==== Passage given ====

It has also been proposed to release large clouds of barium in the magnetosphere so that photoionization will increase the cold plasma density, thereby producing electron precipitation through enhanced whistler-mode interactions.
However, in all of the above-mentioned approaches, the mechanisms involved in triggering the change in the trapped particle phenomena must be actually positioned within the affected zone, e.g., the magnetosphere, before they can be actuated to effect the desired change.
The earth's ionosphere is not considered to be a "trapped" belt since there are few trapped particles therein. The term "trapped" herein refers to situations where the force of gravity on the trapped particles is balanced by magnetic forces rather than hydrostatic or collisional forces. The charged electrons and ions in the ionosphere also follow helical paths around magnetic field lines within the ionosphere but are not trapped between mirrors, as in the case of the trapped belts in the magnetosphere, since the gravitational force on the particles is balanced by collisional or hydrostatic forces.
In recent years, a number of experiments have actually been carried out to modify the ionosphere in some controlled manner to investigate the possibility of a beneficial result. For detailed discussions of these operations see the following papers: (1) Ionospheric Modification Theory; G. Meltz and F. W. Perkins; (2) The Platteville High Power Facility; Carrol et al.; (3) Arecibo Heating Experiments; W. E. Gordon and H. C. Carlson, Jr.; and (4) Ionospheric Heating by Powerful Radio Waves; Meltz et al., all published in Radio Science, Vol. 9, No. 11, November, 1974, at pages 885-888; 889-894; 1041-1047; and 1049-1063, respectively, all of which are incorporated herein by reference. In such experiments, certain regions of the ionosphere are heated to change the electron density and temperature within these regions. This is accomplished by transmitting from earth-based antennae high frequency electromagnetic radiation at a substantial angle to, not parallel to, the ionosphere's magnetic field to heat the ionospheric particles primarily by ohmic heating. The electron temperature of the ionosphere has been raised by hundreds of degrees in these experiments, and electrons with several electron volts of energy have been produced in numbers sufficient to enhance airglow. Electron concentrations have been reduced by a few percent, due to expansion of the plasma as a result of increased temperature.
In the Elmo Bumpy Torus (EBT), a controlled fusion device at the Oak Ridge National Laboratory, all heating is provided by microwaves at the electron cyclotron resonance interaction. A ring of hot electrons is formed at the earth's surface in the magnetic mirror by a combination of electron cyclotron resonance and stochastic heating. In the EBT, the ring electrons are produced with an average "temperature" of 250 kilo electron volts or kev (2.5×109 K) and a plasma beta between 0.1 and 0.4; see, "A Theoretical Study of Electron--Cyclotron Absorption in Elmo Bumpy Torus", Batchelor and Goldfinger, Nuclear Fusion, Vol. 20, No. 4 (1980) pps. 403-418.
Electron cyclotron resonance heating has been used in experiments on the earth's surface to produce and accelerate plasmas in a diverging magnetic field. Kosmahl et al. showed that power was transferred from the electromagnetic waves and that a fully ionized plasma was accelerated with a divergence angle of roughly 13 degrees. Optimum neutral gas density was 1.7×1014 per cubic centimeter; see, "Plasma Acceleration with Microwaves Near Cyclotron Resonance", Kosmahl et al., Journal of Applied Physics, Vol. 38, No. 12, Nov., 1967, pps. 4576-4582.

==== Dataset content ====

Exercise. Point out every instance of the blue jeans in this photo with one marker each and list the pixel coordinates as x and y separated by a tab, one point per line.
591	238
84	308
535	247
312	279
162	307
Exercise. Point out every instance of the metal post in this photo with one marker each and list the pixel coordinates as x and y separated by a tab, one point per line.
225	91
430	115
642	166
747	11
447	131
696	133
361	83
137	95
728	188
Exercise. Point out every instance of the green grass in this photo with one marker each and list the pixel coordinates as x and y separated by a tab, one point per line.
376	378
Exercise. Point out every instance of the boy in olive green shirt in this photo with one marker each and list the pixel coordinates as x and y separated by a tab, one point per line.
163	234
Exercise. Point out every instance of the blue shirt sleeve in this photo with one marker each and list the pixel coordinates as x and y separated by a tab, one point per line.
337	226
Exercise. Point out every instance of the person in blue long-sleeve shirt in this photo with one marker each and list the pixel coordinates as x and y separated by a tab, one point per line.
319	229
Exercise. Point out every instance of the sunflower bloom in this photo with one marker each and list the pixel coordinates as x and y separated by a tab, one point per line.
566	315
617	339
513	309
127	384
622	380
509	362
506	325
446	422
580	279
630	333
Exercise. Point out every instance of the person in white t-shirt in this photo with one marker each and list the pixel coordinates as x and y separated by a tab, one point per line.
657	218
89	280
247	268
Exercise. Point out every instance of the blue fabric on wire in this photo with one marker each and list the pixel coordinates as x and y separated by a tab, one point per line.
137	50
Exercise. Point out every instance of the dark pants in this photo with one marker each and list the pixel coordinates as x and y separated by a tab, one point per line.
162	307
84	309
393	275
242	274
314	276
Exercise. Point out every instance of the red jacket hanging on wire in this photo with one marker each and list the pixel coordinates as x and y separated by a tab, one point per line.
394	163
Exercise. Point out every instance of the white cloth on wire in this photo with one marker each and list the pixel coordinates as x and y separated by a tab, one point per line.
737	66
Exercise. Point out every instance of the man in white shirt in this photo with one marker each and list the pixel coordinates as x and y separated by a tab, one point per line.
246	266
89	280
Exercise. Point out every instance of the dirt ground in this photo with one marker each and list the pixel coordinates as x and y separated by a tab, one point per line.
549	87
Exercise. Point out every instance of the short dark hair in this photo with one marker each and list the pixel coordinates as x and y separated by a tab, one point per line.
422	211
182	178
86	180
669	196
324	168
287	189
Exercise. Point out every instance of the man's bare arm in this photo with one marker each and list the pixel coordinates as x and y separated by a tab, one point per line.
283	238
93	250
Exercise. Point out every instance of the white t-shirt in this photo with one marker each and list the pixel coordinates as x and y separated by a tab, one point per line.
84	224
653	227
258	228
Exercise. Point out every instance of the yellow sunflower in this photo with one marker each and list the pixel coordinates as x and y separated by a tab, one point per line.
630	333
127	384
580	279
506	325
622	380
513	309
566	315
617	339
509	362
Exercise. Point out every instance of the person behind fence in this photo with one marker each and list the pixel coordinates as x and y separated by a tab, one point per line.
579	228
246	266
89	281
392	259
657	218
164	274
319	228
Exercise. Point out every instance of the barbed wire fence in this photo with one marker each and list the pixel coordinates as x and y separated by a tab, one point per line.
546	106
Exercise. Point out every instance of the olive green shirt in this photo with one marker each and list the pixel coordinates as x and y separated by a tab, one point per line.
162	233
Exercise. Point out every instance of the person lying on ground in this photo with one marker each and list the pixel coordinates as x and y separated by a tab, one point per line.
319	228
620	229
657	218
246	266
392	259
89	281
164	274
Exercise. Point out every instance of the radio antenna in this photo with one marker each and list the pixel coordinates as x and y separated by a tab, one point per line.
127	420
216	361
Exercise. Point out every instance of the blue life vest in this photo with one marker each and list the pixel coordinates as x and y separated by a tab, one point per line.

====

## Problems to solve
A - According to the passage on ionospheric modification, by how much has the electron temperature of the ionosphere been raised in the heating experiments?
B - In two sentences, what is the passage on ionospheric modification about?
These records were drawn from a separate source.

## The replies
A - By hundreds of degrees.

B - Earlier approaches to changing trapped particle phenomena required their triggering mechanisms to be positioned within the affected zone, while the ionosphere is not considered a trapped belt because gravity on its charged particles is balanced by collisional or hydrostatic forces rather than magnetic ones. Experiments have heated regions of the ionosphere with high frequency radiation from earth-based antennae to change electron density and temperature, and electron cyclotron resonance heating has been used both in the Elmo Bumpy Torus fusion device and in surface experiments that accelerated plasmas in a diverging magnetic field.